==== Available records ====

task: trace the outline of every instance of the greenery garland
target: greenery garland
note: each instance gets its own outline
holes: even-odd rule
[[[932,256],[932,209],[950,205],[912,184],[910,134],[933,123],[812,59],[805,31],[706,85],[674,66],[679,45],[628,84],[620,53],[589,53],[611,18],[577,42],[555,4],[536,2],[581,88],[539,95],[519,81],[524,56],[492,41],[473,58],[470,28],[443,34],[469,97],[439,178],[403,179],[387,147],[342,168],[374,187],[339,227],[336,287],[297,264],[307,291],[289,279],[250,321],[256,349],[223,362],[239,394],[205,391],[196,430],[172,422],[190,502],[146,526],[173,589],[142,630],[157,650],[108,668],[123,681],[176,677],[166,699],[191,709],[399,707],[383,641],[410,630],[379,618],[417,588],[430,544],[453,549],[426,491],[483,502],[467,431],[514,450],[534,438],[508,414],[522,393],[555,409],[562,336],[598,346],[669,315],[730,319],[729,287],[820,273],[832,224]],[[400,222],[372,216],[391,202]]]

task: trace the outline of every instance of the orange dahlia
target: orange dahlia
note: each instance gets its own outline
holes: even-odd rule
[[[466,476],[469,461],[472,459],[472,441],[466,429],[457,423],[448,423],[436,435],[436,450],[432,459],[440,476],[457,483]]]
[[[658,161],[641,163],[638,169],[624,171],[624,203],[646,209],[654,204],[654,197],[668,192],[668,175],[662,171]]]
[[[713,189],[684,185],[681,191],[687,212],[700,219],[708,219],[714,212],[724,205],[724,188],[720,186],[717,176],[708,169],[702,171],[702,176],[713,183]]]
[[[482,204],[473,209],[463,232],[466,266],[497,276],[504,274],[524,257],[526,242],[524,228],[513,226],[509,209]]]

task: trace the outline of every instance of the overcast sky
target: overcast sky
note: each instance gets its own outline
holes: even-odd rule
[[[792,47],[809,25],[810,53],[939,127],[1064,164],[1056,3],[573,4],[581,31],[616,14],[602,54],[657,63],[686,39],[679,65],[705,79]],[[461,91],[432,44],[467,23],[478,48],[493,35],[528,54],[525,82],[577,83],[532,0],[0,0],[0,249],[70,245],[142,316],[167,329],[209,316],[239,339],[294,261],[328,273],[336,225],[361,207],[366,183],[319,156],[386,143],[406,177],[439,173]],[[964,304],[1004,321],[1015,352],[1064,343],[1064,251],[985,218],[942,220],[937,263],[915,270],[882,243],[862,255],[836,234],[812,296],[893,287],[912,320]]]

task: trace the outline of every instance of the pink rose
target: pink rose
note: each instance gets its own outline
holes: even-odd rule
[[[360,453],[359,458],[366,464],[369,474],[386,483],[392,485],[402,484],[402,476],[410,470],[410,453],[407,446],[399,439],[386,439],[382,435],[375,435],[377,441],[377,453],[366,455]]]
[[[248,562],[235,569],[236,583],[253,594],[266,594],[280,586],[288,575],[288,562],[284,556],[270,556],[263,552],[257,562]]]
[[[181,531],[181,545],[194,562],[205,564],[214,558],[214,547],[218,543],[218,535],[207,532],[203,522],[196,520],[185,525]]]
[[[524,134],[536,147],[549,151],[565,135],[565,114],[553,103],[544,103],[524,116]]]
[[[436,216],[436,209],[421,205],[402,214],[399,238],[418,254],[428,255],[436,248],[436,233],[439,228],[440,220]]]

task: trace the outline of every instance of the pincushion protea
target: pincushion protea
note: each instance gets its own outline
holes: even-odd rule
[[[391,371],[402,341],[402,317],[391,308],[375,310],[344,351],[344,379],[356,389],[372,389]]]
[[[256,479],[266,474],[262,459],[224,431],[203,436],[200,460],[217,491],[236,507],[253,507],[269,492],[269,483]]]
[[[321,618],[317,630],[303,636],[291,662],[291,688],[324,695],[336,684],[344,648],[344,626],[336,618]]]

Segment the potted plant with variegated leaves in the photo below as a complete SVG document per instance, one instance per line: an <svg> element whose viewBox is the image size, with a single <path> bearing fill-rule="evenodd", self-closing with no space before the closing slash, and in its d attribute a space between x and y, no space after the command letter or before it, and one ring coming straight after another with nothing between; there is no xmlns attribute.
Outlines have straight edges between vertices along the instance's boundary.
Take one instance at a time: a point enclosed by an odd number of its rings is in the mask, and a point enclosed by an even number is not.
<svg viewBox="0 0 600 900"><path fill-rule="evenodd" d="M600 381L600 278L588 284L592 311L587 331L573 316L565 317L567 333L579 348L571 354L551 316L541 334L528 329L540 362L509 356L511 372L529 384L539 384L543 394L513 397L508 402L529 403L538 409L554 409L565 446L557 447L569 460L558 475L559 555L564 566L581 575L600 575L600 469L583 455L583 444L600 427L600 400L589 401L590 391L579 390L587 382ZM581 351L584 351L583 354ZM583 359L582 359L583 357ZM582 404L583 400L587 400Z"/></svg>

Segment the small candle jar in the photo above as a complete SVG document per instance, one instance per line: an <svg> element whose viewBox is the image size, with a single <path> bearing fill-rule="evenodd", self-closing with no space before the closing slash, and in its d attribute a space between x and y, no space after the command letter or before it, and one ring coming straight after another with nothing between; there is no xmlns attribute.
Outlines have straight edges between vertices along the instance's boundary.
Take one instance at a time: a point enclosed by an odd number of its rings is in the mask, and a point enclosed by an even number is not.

====

• Written problem: Go through the records above and set each one down exactly, please.

• Output of the exercise:
task: trace the outline of every instance of the greenery garland
target: greenery garland
note: each instance gets its own outline
holes: even-odd rule
[[[932,256],[932,209],[950,205],[912,184],[910,134],[933,123],[812,59],[805,31],[706,85],[674,66],[679,45],[628,84],[620,53],[589,53],[611,18],[577,42],[555,4],[536,2],[581,88],[539,95],[519,81],[524,56],[492,41],[473,58],[470,28],[443,34],[469,97],[439,178],[403,179],[387,147],[342,168],[374,187],[339,227],[336,287],[297,264],[307,291],[289,279],[250,321],[256,349],[223,362],[239,394],[205,391],[196,430],[172,422],[190,502],[146,526],[173,589],[142,630],[157,650],[108,668],[123,681],[176,677],[166,699],[191,709],[399,707],[383,641],[410,630],[379,618],[417,588],[430,544],[453,549],[426,491],[483,502],[467,431],[514,450],[534,438],[508,414],[522,393],[555,409],[562,336],[598,346],[669,315],[730,319],[729,287],[820,273],[832,224]],[[400,222],[372,216],[391,202]]]

task: trace the outline of every instance of the orange dahlia
target: orange dahlia
note: each instance gets its own outline
holes: even-odd rule
[[[466,476],[469,461],[472,459],[472,441],[466,429],[457,423],[448,423],[436,435],[436,450],[432,459],[440,476],[457,483]]]
[[[658,161],[641,163],[638,169],[624,171],[624,203],[646,209],[654,204],[654,197],[668,192],[668,175],[662,171]]]
[[[713,189],[684,185],[681,191],[687,212],[700,219],[708,219],[714,212],[724,205],[724,188],[720,186],[717,176],[708,169],[702,171],[702,176],[713,183]]]
[[[482,204],[473,209],[463,232],[466,266],[497,276],[504,274],[524,257],[526,242],[524,228],[513,226],[509,209]]]

task: trace the outline of every instance of the overcast sky
target: overcast sky
note: each instance gets its own outline
holes: even-odd rule
[[[792,47],[809,25],[810,53],[939,127],[1064,164],[1056,3],[573,4],[581,31],[616,14],[602,54],[657,63],[686,39],[679,65],[705,79]],[[461,91],[432,44],[467,23],[478,48],[493,35],[528,54],[525,82],[577,83],[532,0],[0,0],[0,249],[70,245],[142,316],[167,329],[209,316],[239,339],[294,261],[328,273],[336,225],[361,207],[366,183],[319,156],[386,143],[406,177],[439,173]],[[964,304],[1004,321],[1015,352],[1064,343],[1064,251],[985,218],[942,220],[937,263],[915,270],[882,243],[862,255],[836,234],[812,296],[893,287],[912,320]]]

task: trace the outline of every instance of the pink rose
target: pink rose
note: each instance gets its own outline
holes: even-odd rule
[[[360,453],[359,458],[366,464],[369,474],[386,483],[392,485],[402,484],[402,476],[410,470],[410,453],[407,446],[399,439],[386,439],[382,435],[375,435],[377,441],[377,453],[366,455]]]
[[[248,562],[235,569],[236,583],[253,594],[266,594],[280,586],[288,575],[288,562],[284,556],[270,556],[263,552],[257,562]]]
[[[181,531],[181,545],[194,562],[205,564],[214,558],[214,547],[218,543],[218,535],[207,532],[203,522],[196,520],[185,525]]]
[[[524,134],[536,147],[549,151],[565,135],[565,114],[553,103],[544,103],[524,116]]]
[[[436,216],[436,209],[421,205],[402,214],[399,238],[418,254],[428,255],[436,248],[436,233],[439,228],[440,220]]]

task: trace the outline of every instance of the pincushion protea
target: pincushion protea
note: each instance gets its own outline
holes: even-odd rule
[[[391,371],[402,341],[402,317],[391,308],[375,310],[344,351],[344,379],[356,389],[372,389]]]
[[[256,479],[266,474],[262,459],[224,431],[203,436],[200,460],[217,491],[236,507],[253,507],[269,492],[269,483]]]
[[[321,618],[317,630],[303,636],[291,662],[291,688],[324,695],[336,684],[344,648],[344,626],[336,618]]]

Segment the potted plant with variegated leaves in the photo below as a complete SVG document per instance, one instance per line: an <svg> element whose viewBox is the image size, with a single <path> bearing fill-rule="evenodd", self-closing with no space before the closing slash, and in its d attribute a space between x and y, no space after the command letter or before it, and one ring coming straight after another with nothing between; there is no xmlns attribute.
Outlines have straight edges between vertices along the instance's boundary.
Take one instance at a time: a point enclosed by an odd number of its rings is in the mask, and a point enclosed by an even number is not.
<svg viewBox="0 0 600 900"><path fill-rule="evenodd" d="M600 381L600 278L588 284L592 311L587 331L573 316L565 317L567 333L579 348L571 354L551 316L541 334L528 329L540 362L509 356L511 372L529 384L539 384L543 394L513 397L508 402L529 403L538 409L554 409L565 446L557 447L569 460L558 475L559 555L564 566L581 575L600 575L600 469L583 455L583 444L600 427L600 400L589 401L590 391L579 390L587 382ZM581 351L584 351L583 354ZM583 359L582 359L583 357ZM582 404L583 400L587 400Z"/></svg>

Segment the small candle jar in the photo above as a complete SVG document per instance, one instance per line: an <svg> element whose viewBox is the image size, with a single <path> bearing fill-rule="evenodd", self-closing with no space before the closing slash, and in its d attribute a space between x and y, no space after the command letter or before it, and one ring coming straight after another with nothing between; there is no xmlns attribute.
Outlines have straight edges between vertices along the instance's boundary.
Take one instance at a time: a point enclosed by an odd number of its rings is in the mask, and a point enclosed by an even number is not.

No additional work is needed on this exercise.